**Exercício breve 1**
De acordo com o acórdão, em que data os autores adquiriram o prédio rústico inscrito na matriz sob o art. 574?

**Texto fornecido**
Acórdão nº 09B0349 de Supremo Tribunal de Justiça (Portugal), 28 de Maio de 2009

Magistrado ResponsávelSANTOS BERNARDINO
Data da Resolução28 de Maio de 2009
EmissorSupremo Tribunal de Justiça (Portugal)

Acordam no Supremo Tribunal de Justiça: 1.

AA e mulher BB intentaram, em 15.07.2004, no 4º Juízo Cível do Tribunal Judicial da comarca de Coimbra, contra CC e mulher DD e contra EE e marido EE acção com processo sumário - que, mais tarde, passou a ser tramitada na Vara Mista, como acção com processo ordinário - alegando, em síntese, o seguinte: São donos de um prédio rústico, constituído por terra de semeadura com oliveiras, sito na Ladeira do Saramago, freguesia de Santa Cruz, Coimbra, inscrito na matriz respectiva sob o art. 574, e que confronta com a via pública através de uma faixa, que dele faz parte, com 90 centímetros de largura e 29 metros de comprimento, e ainda de um prédio urbano - casa de habitação, com 49 m2 de área coberta e logradouro com 145 m2 - inscrito na matriz predial urbana sob o art. 2139, e de 1/3 de uma terra de cultura com uma oliveira, com 450 m2 de área, sita na Ladeira do Saramago, inscrita na matriz sob o art. 575, sendo os restantes 2/3 pertença dos réus (1/3 a cada um deles), e onde cada um construiu um prédio urbano para habitação própria.

Antes da construção das habitações dos réus, o acesso aos prédios dos autores (575 e 2139) efectuava-se pelo meio do prédio rústico (575), tendo sido mudado em consequência do espaço ocupado com a construção dessas casas dos réus, e passado a fazer-se ao longo da estrema sul deste prédio rústico, tendo este acesso/serventia a largura de 2,28 metros a nascente, na parte que confronta com a estrada, e de 1,27(1)). metros a poente, no lado oposto, entre a esquina do prédio urbano dos primeiros réus e a estrema do prédio confinante (574), e o comprimento de 18 metros desde a estrada até à esquina poente/sul da casa destes réus.

Em virtude da alteração do acesso/serventia, efectuado pelos réus, os autores viram-se impedidos de aceder ao seu prédio urbano (2139) de veículo automóvel, o que os levou a adquirir o rústico inscrito na matriz sob o art. 574, para poderem ter acesso ao dito prédio urbano e ao rústico (575).

Desde a data dessa aquisição (07.08.87) os réus têm vindo a passar por esse prédio, sem autorização e contra a vontade dos autores, estacionando aí um veículo automóvel, impedindo os autores de acederem aos seus prédios; e, quando estes reclamam dessa situação, os réus insultam e ameaçam, já tendo mesmo agredido os autores, o que os deixa tristes e nervosos, chegando a sentir medo de sair à rua.

Registos
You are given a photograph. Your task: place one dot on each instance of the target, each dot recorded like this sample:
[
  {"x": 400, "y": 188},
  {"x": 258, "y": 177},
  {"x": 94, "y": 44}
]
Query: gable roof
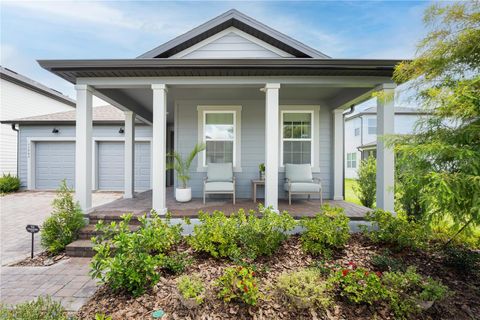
[
  {"x": 234, "y": 18},
  {"x": 18, "y": 79},
  {"x": 102, "y": 114}
]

**Exercício breve 2**
Apresente todos os registos acima como uma lista JSON de cadeias de caracteres, com uma cadeia para cada linha, omitindo as linhas em branco e deixando as imagens de fora.

**Resolução do problema 1**
Em 07.08.87.

**Resolução do problema 2**
[
  "You are given a photograph. Your task: place one dot on each instance of the target, each dot recorded like this sample:",
  "[",
  "  {\"x\": 400, \"y\": 188},",
  "  {\"x\": 258, \"y\": 177},",
  "  {\"x\": 94, \"y\": 44}",
  "]",
  "Query: gable roof",
  "[",
  "  {\"x\": 234, \"y\": 18},",
  "  {\"x\": 18, \"y\": 79},",
  "  {\"x\": 102, \"y\": 114}",
  "]"
]